*Goal*: Rewrite the lines below, changing every "pixel coordinates" to "image coordinates" and leaving everything else untouched.
◇ ◇ ◇ ◇
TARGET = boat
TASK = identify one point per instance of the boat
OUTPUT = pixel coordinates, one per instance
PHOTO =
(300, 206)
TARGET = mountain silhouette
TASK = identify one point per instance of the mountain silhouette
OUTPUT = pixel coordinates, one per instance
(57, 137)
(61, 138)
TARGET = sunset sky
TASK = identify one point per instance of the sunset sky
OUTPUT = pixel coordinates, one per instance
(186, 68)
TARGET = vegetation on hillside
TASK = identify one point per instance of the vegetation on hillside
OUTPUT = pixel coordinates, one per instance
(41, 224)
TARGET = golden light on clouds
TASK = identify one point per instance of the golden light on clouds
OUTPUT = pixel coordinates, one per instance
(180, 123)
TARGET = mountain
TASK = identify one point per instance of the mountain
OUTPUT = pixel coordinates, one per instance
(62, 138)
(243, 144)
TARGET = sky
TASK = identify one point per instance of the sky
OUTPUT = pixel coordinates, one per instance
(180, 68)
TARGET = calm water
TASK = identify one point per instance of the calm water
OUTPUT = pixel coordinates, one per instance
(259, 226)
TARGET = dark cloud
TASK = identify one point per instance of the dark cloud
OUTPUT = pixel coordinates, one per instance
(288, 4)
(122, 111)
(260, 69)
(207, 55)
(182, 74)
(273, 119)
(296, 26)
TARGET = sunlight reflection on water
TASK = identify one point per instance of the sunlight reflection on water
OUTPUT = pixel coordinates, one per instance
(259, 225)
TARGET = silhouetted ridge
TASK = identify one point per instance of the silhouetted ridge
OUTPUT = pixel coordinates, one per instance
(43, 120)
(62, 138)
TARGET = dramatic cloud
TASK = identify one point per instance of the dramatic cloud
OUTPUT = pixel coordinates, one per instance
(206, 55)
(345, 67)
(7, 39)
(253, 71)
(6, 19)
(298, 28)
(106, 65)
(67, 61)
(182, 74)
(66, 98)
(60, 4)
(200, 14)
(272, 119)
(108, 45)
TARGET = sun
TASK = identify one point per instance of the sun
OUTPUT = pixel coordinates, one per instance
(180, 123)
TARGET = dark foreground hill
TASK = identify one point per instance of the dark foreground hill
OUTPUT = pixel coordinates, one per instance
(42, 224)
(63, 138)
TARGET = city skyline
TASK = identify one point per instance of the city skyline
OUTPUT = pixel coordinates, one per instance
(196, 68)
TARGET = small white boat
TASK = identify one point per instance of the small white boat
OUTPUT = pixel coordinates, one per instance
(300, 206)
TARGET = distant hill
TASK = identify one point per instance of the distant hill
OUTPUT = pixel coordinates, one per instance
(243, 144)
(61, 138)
◇ ◇ ◇ ◇
*Response to the exercise*:
TARGET = boat
TASK = identify one point per instance of the boat
OUTPUT = image coordinates, one per instance
PHOTO =
(300, 206)
TARGET = mountain silhouette
TASK = identify one point per instance of the mountain silhouette
OUTPUT = image coordinates, one per instance
(57, 137)
(61, 138)
TARGET = sunset sky
TASK = identify one point per instance of the sunset sky
OUTPUT = image coordinates, one per instance
(186, 68)
TARGET = vegetation on hillside
TASK = identify one point per instance of the vegetation on hillside
OUTPUT = image coordinates, one per instance
(41, 224)
TARGET = golden light on clouds
TASK = identify one point per instance of the golden light on clouds
OUTPUT = image coordinates, one per instance
(180, 123)
TARGET = mountain
TASK = identify one point per instance of the mountain
OUTPUT = image coordinates, one per instance
(62, 138)
(243, 144)
TARGET = sky
TASK = identify one point per instance of the sky
OUTPUT = image coordinates, one per instance
(180, 68)
TARGET = calm water
TASK = identify one point per instance of the calm water
OUTPUT = image coordinates, one per instance
(259, 226)
TARGET = dark cloud
TASK = identify one point per instance of the dark cloud
OUTPUT = image coordinates, one per instance
(288, 4)
(122, 111)
(260, 69)
(207, 55)
(182, 74)
(273, 119)
(296, 26)
TARGET = sunlight reflection on water
TASK = identify one point per instance of the sunlight reflection on water
OUTPUT = image coordinates, one per instance
(259, 225)
TARGET = silhouetted ridge
TASK = identify one point per instance of the silhouetted ridge
OUTPUT = image coordinates, one per instance
(43, 120)
(62, 138)
TARGET = dramatic cloud
TASK = identify one point per instance of the dramatic cloud
OUTPUT = image coordinates, one per instance
(206, 55)
(345, 67)
(7, 39)
(253, 71)
(6, 19)
(298, 28)
(106, 65)
(67, 61)
(182, 74)
(66, 98)
(60, 4)
(200, 14)
(272, 119)
(108, 45)
TARGET = sun
TASK = identify one point per instance of the sun
OUTPUT = image coordinates, one per instance
(180, 123)
TARGET = dark foreground hill
TASK = identify one point per instance of the dark foreground hill
OUTPUT = image coordinates, one per instance
(42, 224)
(63, 138)
TARGET = city skyline
TASK = identify one point per instance of the city skyline
OUTPUT = image coordinates, one per instance
(196, 68)
TARGET = small white boat
TASK = identify one point per instance of the small white boat
OUTPUT = image coordinates, one per instance
(300, 206)
TARGET = distant hill
TASK = identify one point per instance of the distant hill
OUTPUT = image coordinates, one per instance
(243, 144)
(61, 138)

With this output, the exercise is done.